→ Work task
Transcribe every entry word for word, but drop the pictures.

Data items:

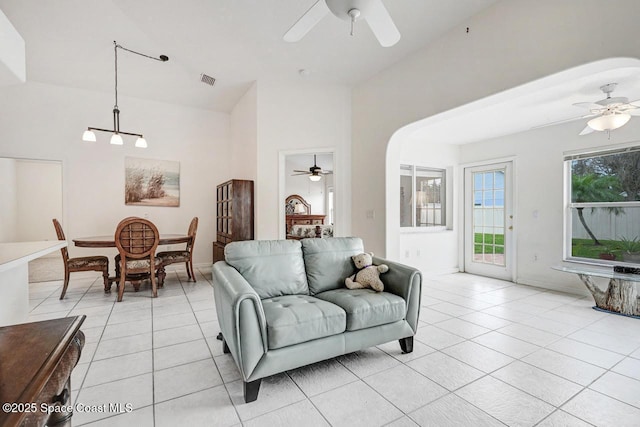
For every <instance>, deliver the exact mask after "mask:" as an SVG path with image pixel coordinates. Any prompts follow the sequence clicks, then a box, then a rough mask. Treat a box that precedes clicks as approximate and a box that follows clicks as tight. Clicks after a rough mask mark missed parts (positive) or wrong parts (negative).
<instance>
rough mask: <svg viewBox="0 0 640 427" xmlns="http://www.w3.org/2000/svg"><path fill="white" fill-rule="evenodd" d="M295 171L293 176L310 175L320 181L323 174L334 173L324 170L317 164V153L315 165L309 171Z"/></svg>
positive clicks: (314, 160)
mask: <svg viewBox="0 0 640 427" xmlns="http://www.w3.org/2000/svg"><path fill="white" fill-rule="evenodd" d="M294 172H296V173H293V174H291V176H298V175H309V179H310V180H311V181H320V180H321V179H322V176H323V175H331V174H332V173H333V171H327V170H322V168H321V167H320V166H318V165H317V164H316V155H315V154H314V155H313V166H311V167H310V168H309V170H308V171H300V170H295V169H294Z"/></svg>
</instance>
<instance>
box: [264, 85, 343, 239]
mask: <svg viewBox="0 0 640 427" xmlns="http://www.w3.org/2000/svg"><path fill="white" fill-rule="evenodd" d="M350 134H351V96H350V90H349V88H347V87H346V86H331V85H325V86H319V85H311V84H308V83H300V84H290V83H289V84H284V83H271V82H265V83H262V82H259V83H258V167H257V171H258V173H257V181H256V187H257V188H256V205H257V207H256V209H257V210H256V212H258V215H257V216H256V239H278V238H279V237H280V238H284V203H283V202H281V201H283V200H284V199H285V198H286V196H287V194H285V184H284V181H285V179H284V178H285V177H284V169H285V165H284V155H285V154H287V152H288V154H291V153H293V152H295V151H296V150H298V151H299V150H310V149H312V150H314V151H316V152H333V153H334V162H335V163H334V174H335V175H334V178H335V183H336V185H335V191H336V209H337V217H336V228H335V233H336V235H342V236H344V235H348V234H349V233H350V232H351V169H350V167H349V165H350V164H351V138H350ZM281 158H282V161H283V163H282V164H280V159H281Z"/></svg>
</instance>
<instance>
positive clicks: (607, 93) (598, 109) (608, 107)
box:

→ Exercise solution
For every <instance>, deliver the exact mask after "mask:" as an SVG path with image pixel coordinates. Any prompts follow the sequence clicks, then a box, then a rough mask. Treat a box that precedes clicks as approximate and a box that follows clicks as tight. Clicks after a rough mask mark missed parts (positive) or wrong parts (negative).
<instance>
rough mask: <svg viewBox="0 0 640 427" xmlns="http://www.w3.org/2000/svg"><path fill="white" fill-rule="evenodd" d="M295 171L293 176L310 175L320 181L323 174L334 173L324 170L317 164V153L315 165L309 171Z"/></svg>
positive clicks: (314, 160)
mask: <svg viewBox="0 0 640 427" xmlns="http://www.w3.org/2000/svg"><path fill="white" fill-rule="evenodd" d="M294 172H296V173H293V174H291V176H298V175H309V179H310V180H311V181H320V180H321V179H322V176H323V175H331V174H332V173H333V171H327V170H322V168H321V167H320V166H318V165H317V164H316V155H315V154H314V155H313V166H311V167H310V168H309V170H308V171H300V170H295V169H294Z"/></svg>
</instance>
<instance>
box: [264, 85, 343, 239]
mask: <svg viewBox="0 0 640 427" xmlns="http://www.w3.org/2000/svg"><path fill="white" fill-rule="evenodd" d="M350 134H351V96H350V90H349V88H347V87H346V86H331V85H325V86H319V85H311V84H308V83H300V84H290V83H289V84H284V83H271V82H265V83H262V82H259V83H258V167H257V171H258V173H257V181H256V187H257V188H256V205H257V207H256V209H257V210H256V212H258V215H257V216H256V239H278V238H279V237H280V238H284V203H283V202H281V201H283V200H284V199H285V198H286V196H287V194H285V184H284V181H285V179H284V178H285V177H284V169H285V165H284V155H285V154H287V152H288V154H291V153H293V152H295V151H296V150H298V151H299V150H310V149H312V150H314V151H316V152H333V153H334V162H335V163H334V174H335V175H334V178H335V183H336V185H335V191H336V209H337V217H336V228H335V233H336V235H342V236H344V235H348V234H349V233H350V232H351V169H350V167H349V165H350V164H351V138H350ZM281 158H282V161H283V163H282V164H280V159H281Z"/></svg>
</instance>
<instance>
positive clicks: (607, 93) (598, 109) (608, 107)
box:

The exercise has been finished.